Aim of the task
All pictures are to be excluded when the data below is output verbatim.

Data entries
= = =

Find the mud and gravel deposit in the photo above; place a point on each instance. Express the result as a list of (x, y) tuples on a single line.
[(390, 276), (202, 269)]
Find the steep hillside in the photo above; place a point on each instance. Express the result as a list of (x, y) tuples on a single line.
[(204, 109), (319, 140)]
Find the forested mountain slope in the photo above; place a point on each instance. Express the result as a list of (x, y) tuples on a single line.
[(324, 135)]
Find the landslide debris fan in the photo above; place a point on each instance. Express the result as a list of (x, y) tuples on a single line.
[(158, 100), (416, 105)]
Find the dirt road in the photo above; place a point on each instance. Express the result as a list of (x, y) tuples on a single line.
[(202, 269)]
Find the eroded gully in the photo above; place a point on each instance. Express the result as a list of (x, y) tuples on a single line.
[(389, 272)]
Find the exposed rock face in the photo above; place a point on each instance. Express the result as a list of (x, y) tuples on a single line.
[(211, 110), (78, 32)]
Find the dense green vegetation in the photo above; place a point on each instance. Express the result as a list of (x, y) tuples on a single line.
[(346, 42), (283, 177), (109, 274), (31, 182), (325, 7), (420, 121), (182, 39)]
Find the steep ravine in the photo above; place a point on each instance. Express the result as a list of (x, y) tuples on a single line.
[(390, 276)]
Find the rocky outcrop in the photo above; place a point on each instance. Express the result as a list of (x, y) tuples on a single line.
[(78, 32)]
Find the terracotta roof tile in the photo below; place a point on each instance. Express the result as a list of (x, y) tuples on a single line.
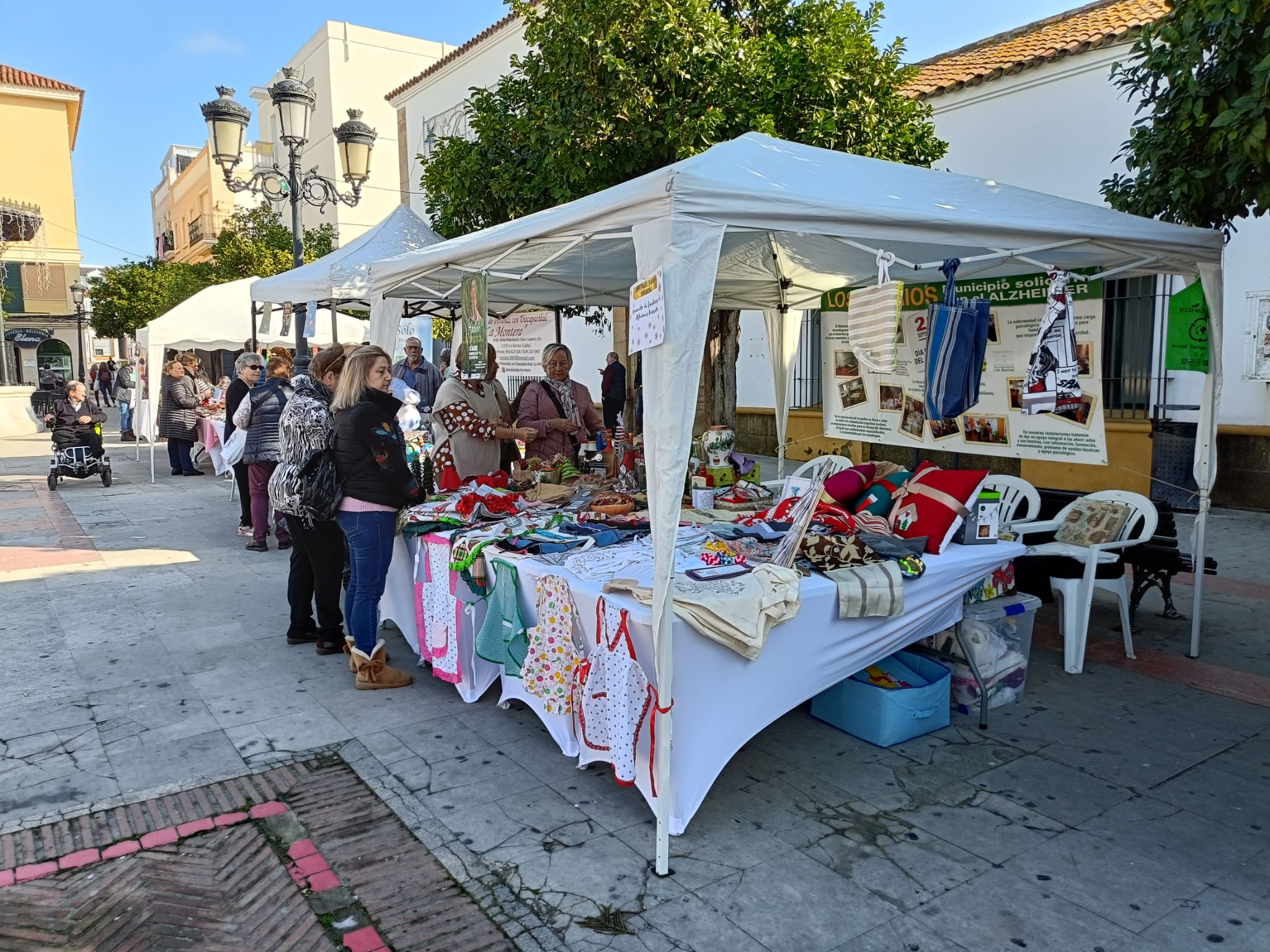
[(454, 55), (1068, 33), (12, 76)]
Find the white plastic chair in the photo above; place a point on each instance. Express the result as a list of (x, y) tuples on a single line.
[(838, 465), (1014, 494), (1076, 596)]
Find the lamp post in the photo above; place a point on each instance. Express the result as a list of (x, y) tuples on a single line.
[(78, 296), (294, 99)]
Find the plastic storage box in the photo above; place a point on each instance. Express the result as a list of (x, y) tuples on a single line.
[(998, 637), (888, 716)]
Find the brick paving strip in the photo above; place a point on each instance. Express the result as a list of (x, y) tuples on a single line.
[(300, 857)]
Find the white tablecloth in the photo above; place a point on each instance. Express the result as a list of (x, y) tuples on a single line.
[(721, 699)]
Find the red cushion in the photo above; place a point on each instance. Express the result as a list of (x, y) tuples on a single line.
[(921, 513), (846, 487)]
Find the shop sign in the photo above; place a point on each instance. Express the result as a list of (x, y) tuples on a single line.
[(27, 337)]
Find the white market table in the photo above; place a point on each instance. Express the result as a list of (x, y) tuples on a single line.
[(722, 700)]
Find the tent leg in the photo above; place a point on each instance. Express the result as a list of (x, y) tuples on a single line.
[(1198, 555)]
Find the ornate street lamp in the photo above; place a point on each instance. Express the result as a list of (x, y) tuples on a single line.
[(294, 100), (78, 291)]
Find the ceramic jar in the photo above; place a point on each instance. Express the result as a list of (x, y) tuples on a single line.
[(718, 443)]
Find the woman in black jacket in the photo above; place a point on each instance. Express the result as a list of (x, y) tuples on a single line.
[(376, 482), (248, 367)]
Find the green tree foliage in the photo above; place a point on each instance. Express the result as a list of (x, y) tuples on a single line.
[(128, 296), (614, 89), (1201, 152), (255, 242)]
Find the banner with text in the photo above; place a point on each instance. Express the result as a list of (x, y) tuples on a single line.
[(518, 340), (888, 408)]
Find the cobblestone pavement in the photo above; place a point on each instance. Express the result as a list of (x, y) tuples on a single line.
[(1123, 809)]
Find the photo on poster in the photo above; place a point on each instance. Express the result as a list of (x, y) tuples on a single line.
[(845, 364), (1015, 386), (912, 420), (890, 398), (1082, 415), (1083, 359), (986, 430), (853, 392)]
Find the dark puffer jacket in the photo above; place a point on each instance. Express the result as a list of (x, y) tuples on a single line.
[(370, 452), (263, 439), (178, 418)]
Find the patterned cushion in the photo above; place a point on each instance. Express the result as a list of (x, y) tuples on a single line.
[(934, 505), (1093, 522), (846, 487), (878, 494)]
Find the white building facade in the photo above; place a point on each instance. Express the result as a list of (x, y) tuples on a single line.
[(350, 68)]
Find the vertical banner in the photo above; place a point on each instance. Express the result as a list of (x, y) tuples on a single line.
[(474, 327), (889, 408), (1186, 342), (518, 339), (648, 312)]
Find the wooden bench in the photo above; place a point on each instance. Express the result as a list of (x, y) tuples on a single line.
[(1153, 564)]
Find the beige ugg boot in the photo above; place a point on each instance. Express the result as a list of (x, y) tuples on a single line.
[(350, 644), (374, 672)]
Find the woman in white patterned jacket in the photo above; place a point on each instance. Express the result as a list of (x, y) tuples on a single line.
[(318, 547)]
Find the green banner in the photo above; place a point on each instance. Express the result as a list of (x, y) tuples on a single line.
[(1186, 343), (475, 351), (1018, 289)]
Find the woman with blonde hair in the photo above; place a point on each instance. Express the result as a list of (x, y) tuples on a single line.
[(178, 418), (376, 482), (559, 409)]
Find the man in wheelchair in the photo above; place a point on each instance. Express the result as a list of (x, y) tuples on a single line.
[(75, 420)]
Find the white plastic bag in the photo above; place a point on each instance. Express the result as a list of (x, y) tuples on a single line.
[(234, 447)]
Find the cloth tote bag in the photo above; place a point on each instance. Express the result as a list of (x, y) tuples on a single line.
[(957, 338), (1053, 382), (873, 319)]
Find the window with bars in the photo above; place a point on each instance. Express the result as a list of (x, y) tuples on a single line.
[(1128, 346), (807, 368)]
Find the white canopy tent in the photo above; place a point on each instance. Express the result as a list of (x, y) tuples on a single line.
[(763, 224), (343, 276), (218, 318)]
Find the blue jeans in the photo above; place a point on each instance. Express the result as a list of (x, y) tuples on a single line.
[(370, 550)]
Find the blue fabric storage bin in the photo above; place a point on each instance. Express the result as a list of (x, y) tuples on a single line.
[(888, 716)]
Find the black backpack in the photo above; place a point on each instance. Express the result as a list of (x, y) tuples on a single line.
[(319, 490)]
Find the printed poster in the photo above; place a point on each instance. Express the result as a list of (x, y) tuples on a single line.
[(889, 408), (648, 312), (1186, 342), (518, 340), (474, 305)]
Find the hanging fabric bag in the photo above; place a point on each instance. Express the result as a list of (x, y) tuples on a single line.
[(957, 338), (551, 660), (1052, 385), (873, 319)]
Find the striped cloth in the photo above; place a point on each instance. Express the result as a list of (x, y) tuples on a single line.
[(873, 322), (871, 591)]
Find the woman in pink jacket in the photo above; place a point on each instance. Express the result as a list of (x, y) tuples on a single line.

= = =

Response area
Find the mud and gravel deposit in the photo above; place a point on each instance. Express the result as a list of (x, y) tuples on a single line.
[(390, 276), (202, 269)]
Find the steep hillside in the photo above; place a point on each instance. Express the result as a list of (x, y) tuples on a single line.
[(204, 109), (319, 140)]
Find the forested mountain slope in the photo above; place a point on each instance. Express the result as a list of (x, y) tuples on a single line.
[(324, 135)]
Find the landslide debris fan in the photo above; place a point on each instance. Express the result as a list of (x, y) tuples on a single line.
[(158, 100), (416, 105)]
Find the dirt road in the photo above; place a point on each instance. Express the result as a list of (x, y) tuples on a single line.
[(202, 269)]
Find the eroded gully in the photo above; place a point on each instance. Express the result as a list of (x, y) tuples on a single line.
[(389, 272)]
Find the exposed rock face in the photo above; place a point on each instance. Express the result as a list of (x, y) tuples on a single line.
[(211, 110), (78, 32)]
Find the dense green vegetation in the photo above; place a point on each instance. Express the result as a list of (x, y) tuples on a single line.
[(346, 42), (283, 177), (109, 274), (31, 182), (325, 7), (420, 121), (182, 39)]
Find the steep ravine in the photo above; place a point on each instance. Express the result as a list of (x, y) tuples on a single line.
[(390, 276)]
Find the rocky outcrop in the photo above; place a point on each instance. Express the result as a list of (x, y) tuples on a single line.
[(78, 32)]
Find the terracotta roof tile in the photo below; place a point on each instance. Express the result as a list of (x, y) tuples on a single line.
[(454, 55), (1068, 33), (12, 76)]
Find the white plastic chair in the photo above; place a point on each instance. Express the result as a list of (x, y) tuples on a single line.
[(838, 465), (1014, 494), (1076, 596)]
Find the lamp post in the photo above; place a point on each instance. Express the result as a list of (x, y) tuples on a single line.
[(78, 296), (294, 99)]
Find the plastic storage box in the photo above; place a point on each instance. Express the result as a list of (x, y) tuples on a single line.
[(998, 637), (888, 716)]
Find the brick paving strip in the photo above; place a point on each instance. Express the result as a list of (x, y) tuples on a single line.
[(300, 857)]
Find the white tablecloth in the photo above; place a point on each instance. Express the result as a list of (x, y) tuples on a single line.
[(721, 699)]
Find the red cushion in the photo above; place a point on each instance. Express the result as a list of (x, y) tuples on a single line.
[(921, 513), (846, 487)]
Find the shop sign in the photo above; place a point on each instance. Express the result as a list of (x, y) tuples on a single line.
[(27, 337)]
Find the white market table in the photo above; place a point on each instance. Express the result as a list of (x, y) tuples on a single line.
[(722, 700)]
Find the tent leg in the photo above; place a point on each instance. Express the result as a list of (x, y) tuples on a single line.
[(1198, 555)]
Find the ornate street lamp in the photo above; place a point on each instance. Express the result as a list of (x, y) tuples on a single line.
[(294, 100), (78, 291)]
Find the ceramic jar in the photo above; place a point on each instance. Express the result as a list of (x, y) tuples on a single line.
[(718, 443)]
Find the woman in black jacket in the photo above; place a point on each instance. Express the result as a list of (x, y) tuples on a single line.
[(376, 482), (248, 367)]
Find the green tree foliage in the photo above; place a point on each instance. Express the result as a list of (x, y) tuples on a single line.
[(128, 296), (614, 89), (1201, 152), (255, 242)]
Find the banner with text in the photo above; place a point on each instance. Express the result as a list of (x, y) tuples on a single line.
[(518, 340), (888, 408)]
Find the cobblestone pavement in the photo above; place a point on each instance. Express the result as a list of (x, y) tuples on a single line.
[(1123, 809)]
Find the photo on poster in the photo above; place a point on each instance. Express the result as a list of (x, y) tuples on a single line.
[(845, 364), (1015, 386), (912, 420), (890, 398), (1082, 415), (1083, 359), (986, 430), (853, 392)]
Find the dark puffer jacket in the photo above; place a point on each instance. Express the result as a list of (x, y) tuples on a single line.
[(370, 452), (263, 439), (178, 418)]
Find the patterned cushion in the photo above; place a point on each instance. Express the result as a list of (x, y) tuples on a single line.
[(934, 505), (1093, 522), (846, 487), (878, 494)]
Find the white building facade in the photo above; place a point on each instance. Express the result as a list of (x, y) tuples on a single line.
[(350, 68)]
Find the vertical banner in the photo above; place a point on each instance. Express the result as a list of (x, y) tuples on a single line.
[(474, 327), (889, 408), (1186, 342), (518, 339), (648, 312)]
Find the wooden bench in the photo above; place a point on each instance. Express the result as a list of (x, y) tuples on a single line.
[(1153, 564)]
Find the beige ugg boot in the photo above; place a point on each instance. Express the result as a list of (x, y) tuples on a single line.
[(350, 644), (374, 672)]
Find the woman in white patterned jacket in the photo above; place a point on each instance. Express the result as a list of (x, y) tuples on a single line.
[(318, 547)]
Find the green banner in the photo above; place a point on each instance. Express the result as a list of (x, y) tuples on a single line.
[(1186, 343), (475, 351), (1018, 289)]
Find the woman with blonde hair in the photo above; place a point on each instance. Express the result as a list of (x, y) tuples on a single line.
[(178, 418), (376, 482), (559, 409)]
Find the man in wheelchair in the photo above; place a point on each instance. Express the result as a list of (x, y) tuples on a single line.
[(75, 420)]
Find the white plastic bag in the photo above; place a point on each instance. Express the result as a list of (x, y) tuples on a single line.
[(234, 447)]
Find the cloth tote bag in the photo above; place a point on each instance. Express the result as a list of (x, y) tuples on a single line.
[(957, 338), (1053, 382), (873, 319)]
Find the window with bars in the photo above; place a point on each instance. Express the result as a list of (x, y) tuples on a single line.
[(1128, 346), (807, 368)]
Find the white canopy tent in the photo above; place a point on each instance. Express the result as a list of (x, y) tuples on a single line.
[(763, 224), (343, 276), (218, 318)]
Find the blue jeans in the photo above; place a point on each instance. Express the result as a list of (x, y) tuples on a single line.
[(370, 550)]
Find the blue fabric storage bin in the photo above; place a point on each instance. Express the result as a list of (x, y) tuples on a single line.
[(888, 716)]
Find the black backpack in the photo above; place a point on each instance. Express the result as a list of (x, y) tuples on a single line.
[(319, 490)]
Find the printed poster in the photo above; place a point on each instance. Express the result as a list of (x, y) tuples on a single line.
[(889, 408), (648, 312), (1186, 342), (518, 340), (474, 305)]
Find the hanging fabric bag in the photo above; place a point on each instance. Express the result as a list of (x, y) tuples on a single line.
[(957, 338), (551, 660), (1052, 385), (873, 319)]
Find the striped cloth in the photo above; place a point on each instance. Express the result as a list of (x, y) tuples on a single line.
[(873, 322), (871, 591)]
Find the woman in pink jacket in the photo above; place a point on each instance. Express the result as a list of (x, y) tuples on a single line.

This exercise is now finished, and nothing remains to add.